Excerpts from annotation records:
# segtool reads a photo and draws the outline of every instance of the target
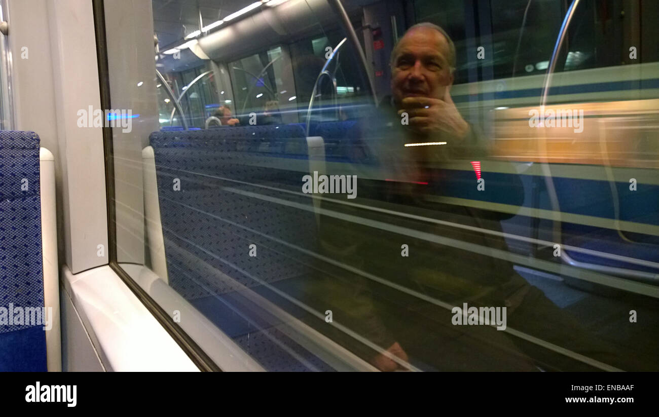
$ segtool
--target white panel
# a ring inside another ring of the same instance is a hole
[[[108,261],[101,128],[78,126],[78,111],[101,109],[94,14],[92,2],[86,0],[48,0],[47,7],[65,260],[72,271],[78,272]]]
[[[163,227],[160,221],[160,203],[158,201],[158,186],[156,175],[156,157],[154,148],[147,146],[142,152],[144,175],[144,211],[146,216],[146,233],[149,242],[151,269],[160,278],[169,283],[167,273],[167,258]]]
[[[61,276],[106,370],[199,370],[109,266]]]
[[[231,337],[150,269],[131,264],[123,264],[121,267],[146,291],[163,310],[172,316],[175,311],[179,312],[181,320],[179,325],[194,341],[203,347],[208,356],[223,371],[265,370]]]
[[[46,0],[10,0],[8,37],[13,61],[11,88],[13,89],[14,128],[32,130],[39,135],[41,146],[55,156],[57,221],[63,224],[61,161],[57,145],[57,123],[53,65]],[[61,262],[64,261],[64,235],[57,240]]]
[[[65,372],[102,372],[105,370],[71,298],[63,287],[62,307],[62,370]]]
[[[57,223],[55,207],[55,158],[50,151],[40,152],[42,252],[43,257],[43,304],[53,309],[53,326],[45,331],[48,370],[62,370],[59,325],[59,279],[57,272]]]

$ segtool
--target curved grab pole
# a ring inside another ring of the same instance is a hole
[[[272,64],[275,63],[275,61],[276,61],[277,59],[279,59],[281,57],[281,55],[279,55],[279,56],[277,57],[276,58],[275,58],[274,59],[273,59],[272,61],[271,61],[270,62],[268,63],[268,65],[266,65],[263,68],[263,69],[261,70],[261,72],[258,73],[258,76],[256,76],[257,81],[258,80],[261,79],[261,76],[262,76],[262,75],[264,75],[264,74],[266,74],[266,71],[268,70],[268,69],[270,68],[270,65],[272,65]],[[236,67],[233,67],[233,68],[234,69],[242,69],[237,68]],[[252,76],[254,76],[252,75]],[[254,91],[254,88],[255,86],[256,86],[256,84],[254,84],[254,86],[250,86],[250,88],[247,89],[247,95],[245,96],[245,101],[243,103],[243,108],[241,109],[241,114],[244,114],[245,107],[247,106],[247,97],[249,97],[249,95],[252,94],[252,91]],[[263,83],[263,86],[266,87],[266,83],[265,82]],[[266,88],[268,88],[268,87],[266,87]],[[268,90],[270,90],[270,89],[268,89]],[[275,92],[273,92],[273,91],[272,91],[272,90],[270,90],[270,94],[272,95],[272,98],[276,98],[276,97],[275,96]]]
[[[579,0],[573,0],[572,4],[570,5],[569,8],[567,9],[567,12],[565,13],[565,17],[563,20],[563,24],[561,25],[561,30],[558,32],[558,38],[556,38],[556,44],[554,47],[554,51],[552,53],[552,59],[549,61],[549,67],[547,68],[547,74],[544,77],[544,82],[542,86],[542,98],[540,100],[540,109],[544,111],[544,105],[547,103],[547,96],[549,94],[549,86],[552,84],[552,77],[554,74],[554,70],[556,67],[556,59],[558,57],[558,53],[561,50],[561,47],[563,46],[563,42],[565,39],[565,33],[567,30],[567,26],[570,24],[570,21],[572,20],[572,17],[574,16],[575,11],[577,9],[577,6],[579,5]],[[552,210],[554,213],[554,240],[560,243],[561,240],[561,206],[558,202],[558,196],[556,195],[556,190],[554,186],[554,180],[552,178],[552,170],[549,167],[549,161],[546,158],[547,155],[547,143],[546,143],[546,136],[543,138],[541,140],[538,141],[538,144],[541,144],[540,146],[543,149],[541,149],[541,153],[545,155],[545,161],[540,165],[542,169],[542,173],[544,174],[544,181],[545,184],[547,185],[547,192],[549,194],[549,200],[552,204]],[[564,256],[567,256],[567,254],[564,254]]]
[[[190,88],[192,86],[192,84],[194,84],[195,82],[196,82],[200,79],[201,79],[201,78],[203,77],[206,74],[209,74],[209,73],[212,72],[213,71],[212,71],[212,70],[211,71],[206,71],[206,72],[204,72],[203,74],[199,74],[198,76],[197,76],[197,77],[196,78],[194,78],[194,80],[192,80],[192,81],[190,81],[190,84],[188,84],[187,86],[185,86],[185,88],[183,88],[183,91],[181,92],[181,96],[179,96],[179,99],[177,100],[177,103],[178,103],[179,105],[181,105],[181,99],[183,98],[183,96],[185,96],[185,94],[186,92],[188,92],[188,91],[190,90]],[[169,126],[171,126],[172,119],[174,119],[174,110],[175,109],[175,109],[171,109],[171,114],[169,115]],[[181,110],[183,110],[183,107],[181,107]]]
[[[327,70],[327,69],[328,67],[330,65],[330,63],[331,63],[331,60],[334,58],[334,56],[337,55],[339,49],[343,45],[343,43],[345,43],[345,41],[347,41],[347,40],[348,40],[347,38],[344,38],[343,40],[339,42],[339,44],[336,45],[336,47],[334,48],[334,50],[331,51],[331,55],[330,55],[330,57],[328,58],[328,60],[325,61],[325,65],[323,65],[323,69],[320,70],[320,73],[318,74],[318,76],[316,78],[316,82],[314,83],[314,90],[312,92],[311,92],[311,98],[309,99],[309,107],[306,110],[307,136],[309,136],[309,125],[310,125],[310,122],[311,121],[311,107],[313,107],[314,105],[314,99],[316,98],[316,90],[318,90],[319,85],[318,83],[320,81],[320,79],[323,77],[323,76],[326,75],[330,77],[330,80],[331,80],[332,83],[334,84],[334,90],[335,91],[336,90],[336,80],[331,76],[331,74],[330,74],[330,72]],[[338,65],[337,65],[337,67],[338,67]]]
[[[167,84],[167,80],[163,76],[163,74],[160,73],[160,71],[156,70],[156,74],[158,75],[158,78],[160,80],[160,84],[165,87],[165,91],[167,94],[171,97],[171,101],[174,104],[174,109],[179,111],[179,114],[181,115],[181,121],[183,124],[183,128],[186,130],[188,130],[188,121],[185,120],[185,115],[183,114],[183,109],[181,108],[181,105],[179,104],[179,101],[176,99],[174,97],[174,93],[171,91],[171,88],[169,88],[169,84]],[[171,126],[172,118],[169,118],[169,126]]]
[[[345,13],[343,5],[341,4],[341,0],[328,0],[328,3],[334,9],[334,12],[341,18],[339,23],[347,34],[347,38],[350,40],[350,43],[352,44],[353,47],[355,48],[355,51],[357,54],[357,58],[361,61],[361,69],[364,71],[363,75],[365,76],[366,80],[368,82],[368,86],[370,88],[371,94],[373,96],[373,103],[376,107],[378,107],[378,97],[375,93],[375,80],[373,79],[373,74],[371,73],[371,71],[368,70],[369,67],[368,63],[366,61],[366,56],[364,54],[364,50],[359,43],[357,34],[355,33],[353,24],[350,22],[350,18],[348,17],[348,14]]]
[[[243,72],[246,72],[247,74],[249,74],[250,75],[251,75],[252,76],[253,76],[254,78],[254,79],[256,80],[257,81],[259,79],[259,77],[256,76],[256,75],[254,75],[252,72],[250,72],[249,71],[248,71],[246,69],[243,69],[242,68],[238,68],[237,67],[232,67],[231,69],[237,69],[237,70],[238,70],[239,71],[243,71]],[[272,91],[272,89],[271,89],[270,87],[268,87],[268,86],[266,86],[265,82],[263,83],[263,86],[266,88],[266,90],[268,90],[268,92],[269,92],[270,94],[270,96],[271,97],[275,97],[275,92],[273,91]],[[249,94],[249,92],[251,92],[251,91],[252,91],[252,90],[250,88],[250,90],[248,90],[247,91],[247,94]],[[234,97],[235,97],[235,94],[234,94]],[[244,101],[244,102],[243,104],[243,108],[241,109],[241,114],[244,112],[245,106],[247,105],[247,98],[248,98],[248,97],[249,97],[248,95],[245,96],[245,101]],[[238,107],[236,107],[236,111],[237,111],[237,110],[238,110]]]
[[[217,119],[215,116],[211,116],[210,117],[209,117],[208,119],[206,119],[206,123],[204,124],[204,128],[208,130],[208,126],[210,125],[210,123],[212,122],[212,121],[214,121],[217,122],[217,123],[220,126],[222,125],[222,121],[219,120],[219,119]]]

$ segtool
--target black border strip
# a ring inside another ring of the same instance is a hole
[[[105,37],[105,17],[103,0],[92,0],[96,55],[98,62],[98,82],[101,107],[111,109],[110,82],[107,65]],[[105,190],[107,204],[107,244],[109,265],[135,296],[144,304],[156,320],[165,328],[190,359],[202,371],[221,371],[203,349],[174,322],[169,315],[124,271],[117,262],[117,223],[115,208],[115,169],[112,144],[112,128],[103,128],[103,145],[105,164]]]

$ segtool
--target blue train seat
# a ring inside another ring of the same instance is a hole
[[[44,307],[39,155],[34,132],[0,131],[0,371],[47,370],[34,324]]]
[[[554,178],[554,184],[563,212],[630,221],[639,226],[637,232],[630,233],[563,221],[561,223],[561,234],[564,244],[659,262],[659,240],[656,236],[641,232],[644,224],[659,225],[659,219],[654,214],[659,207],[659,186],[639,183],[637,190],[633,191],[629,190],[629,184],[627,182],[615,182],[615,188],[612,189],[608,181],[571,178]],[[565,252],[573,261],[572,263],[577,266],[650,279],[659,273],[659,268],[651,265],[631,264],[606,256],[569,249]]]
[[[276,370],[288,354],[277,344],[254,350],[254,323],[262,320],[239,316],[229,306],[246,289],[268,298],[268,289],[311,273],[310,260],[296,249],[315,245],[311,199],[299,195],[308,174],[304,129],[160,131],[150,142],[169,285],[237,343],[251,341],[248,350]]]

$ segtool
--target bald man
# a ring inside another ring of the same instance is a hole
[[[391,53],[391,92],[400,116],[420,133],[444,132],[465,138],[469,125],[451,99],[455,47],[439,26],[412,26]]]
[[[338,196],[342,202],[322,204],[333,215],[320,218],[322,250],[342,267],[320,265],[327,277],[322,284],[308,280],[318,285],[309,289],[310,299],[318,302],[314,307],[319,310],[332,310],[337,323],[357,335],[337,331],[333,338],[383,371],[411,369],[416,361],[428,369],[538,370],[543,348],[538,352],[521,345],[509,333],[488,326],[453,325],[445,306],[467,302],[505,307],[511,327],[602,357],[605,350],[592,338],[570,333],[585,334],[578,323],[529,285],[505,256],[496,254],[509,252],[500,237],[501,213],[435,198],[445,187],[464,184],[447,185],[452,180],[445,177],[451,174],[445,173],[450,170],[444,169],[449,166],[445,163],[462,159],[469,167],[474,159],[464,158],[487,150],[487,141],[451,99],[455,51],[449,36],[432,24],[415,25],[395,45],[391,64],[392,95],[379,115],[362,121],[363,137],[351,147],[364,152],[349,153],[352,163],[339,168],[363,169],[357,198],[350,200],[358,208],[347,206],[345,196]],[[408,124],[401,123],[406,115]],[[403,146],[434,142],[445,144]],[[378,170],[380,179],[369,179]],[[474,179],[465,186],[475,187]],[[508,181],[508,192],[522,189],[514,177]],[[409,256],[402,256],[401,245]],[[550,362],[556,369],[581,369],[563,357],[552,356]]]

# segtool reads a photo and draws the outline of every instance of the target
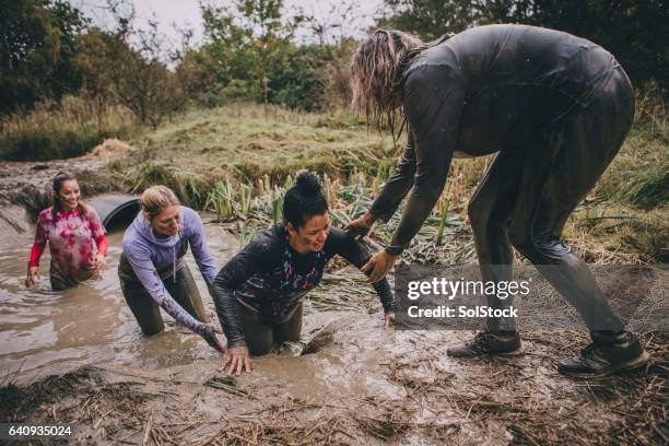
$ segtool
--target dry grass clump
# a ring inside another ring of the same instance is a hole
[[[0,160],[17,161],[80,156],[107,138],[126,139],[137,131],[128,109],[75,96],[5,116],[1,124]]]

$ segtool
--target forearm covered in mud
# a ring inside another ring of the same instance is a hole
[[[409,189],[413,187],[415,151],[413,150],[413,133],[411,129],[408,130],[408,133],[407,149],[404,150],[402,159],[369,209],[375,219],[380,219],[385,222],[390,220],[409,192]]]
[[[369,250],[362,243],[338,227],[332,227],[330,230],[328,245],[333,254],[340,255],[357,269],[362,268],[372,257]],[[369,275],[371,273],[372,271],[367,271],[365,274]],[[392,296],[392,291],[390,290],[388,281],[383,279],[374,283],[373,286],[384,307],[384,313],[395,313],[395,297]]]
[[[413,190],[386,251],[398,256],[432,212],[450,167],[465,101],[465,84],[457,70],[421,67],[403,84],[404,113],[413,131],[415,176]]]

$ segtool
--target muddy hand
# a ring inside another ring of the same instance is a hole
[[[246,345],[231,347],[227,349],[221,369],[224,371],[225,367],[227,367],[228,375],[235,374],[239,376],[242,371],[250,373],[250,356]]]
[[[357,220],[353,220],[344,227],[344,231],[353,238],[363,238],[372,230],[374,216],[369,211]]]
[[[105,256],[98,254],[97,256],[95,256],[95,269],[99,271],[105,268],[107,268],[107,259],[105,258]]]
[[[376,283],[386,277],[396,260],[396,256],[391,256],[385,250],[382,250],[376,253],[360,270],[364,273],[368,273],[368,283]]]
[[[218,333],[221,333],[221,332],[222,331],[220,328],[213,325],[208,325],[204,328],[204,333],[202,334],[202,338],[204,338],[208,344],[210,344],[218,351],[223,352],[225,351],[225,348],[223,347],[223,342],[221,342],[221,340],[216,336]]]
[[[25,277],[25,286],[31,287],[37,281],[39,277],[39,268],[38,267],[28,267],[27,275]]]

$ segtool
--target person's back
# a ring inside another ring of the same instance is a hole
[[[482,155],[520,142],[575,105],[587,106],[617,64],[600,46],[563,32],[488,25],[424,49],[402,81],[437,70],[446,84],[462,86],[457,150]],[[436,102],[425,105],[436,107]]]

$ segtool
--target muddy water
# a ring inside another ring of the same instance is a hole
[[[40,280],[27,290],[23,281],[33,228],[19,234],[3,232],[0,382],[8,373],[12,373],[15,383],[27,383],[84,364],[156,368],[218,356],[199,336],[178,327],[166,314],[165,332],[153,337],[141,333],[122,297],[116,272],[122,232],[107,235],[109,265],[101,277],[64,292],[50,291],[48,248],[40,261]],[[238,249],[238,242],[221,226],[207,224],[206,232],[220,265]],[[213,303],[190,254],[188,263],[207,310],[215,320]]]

Work instructions
Pick out each line above that contains the word "muddy" and copy those lines.

Finished task
--target muddy hand
--target muddy water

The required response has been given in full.